Article
The night before, I sat, like a creepy spectator, watching people traverse the shore. Humanity observed. A gaggle of teenage girls gathered under a light and took turns taking pictures of each other. Boys clambered atop rocks while their friends took pictures and egged them on. Earlier in the day, a group of young women were snapping selfies at the end of the canal pier, leaning up and considering climbing up on the concrete wall to get a good shot. I hustled my family away, muttering I’m not diving in if one of these dumbasses falls off the pier.

I try to resist the old lady in me that simply can’t comprehend the picture-taking craze. From an anthropological standpoint, I suppose it’s the modern “Kilroy was here” – trying to establish our presence, our significance in a universe where we’re proportionally as important as specks of dust. People say it’s all about likes and views, but what are those, except attempts to feel like we matter in a world that is largely ignorant of our existence?

Written problem
In the essay about picture-taking, where were the group of young women snapping selfies earlier in the day?

Material shown
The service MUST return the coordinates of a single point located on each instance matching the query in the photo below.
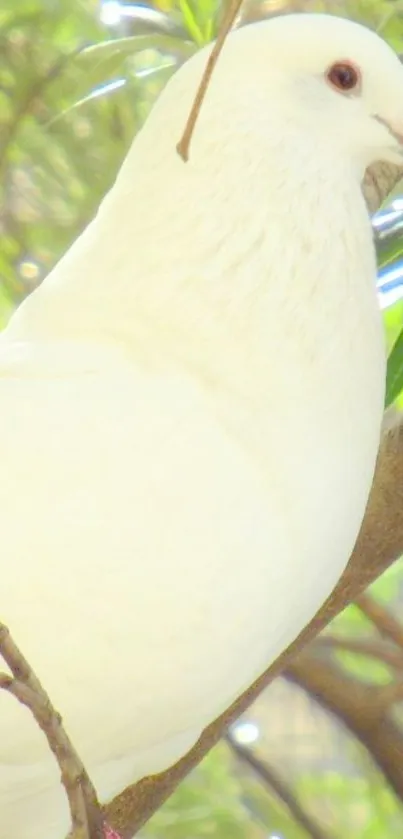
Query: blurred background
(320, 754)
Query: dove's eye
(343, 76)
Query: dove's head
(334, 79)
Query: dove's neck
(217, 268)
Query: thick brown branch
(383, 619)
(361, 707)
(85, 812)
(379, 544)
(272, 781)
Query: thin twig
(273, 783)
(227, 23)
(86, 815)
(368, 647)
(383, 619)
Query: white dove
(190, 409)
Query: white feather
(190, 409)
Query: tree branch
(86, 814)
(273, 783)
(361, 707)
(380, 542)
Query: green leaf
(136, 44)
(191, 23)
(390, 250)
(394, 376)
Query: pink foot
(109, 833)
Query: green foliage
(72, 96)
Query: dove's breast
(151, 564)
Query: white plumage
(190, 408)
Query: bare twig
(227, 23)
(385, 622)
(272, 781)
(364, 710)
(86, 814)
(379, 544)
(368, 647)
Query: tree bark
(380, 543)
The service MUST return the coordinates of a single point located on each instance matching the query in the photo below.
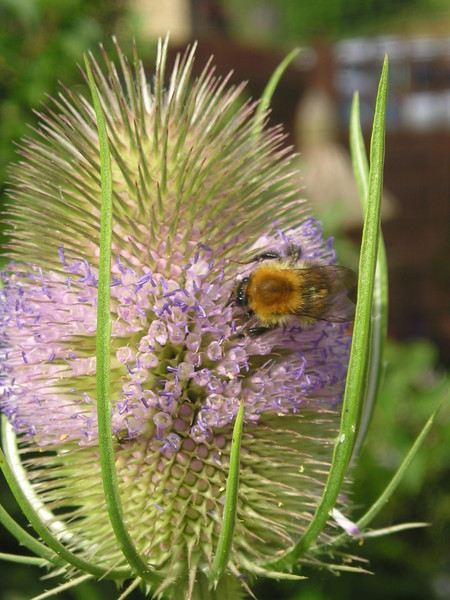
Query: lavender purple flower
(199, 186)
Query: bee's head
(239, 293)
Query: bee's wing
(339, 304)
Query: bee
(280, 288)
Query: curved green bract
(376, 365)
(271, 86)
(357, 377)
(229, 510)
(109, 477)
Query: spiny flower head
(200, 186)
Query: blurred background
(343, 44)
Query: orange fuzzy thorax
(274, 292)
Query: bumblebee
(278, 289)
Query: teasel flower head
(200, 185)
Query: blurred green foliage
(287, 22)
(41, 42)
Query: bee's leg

Full solution
At the end of the canal pier.